▶ [Available data]
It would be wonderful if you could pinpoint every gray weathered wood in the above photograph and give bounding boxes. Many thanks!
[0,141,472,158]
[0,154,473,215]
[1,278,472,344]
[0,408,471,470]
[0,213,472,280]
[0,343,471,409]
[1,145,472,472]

▶ [Exercise prompt]
The data above must be returned in full, exactly as written.

▶ [Output for this exercise]
It would be wonderful if you could pinpoint every gray weathered wood in the above photograph and give bounding boxes. Many thanks!
[0,141,472,158]
[0,154,473,215]
[1,278,472,344]
[0,408,471,470]
[0,213,472,280]
[0,343,471,409]
[1,145,472,472]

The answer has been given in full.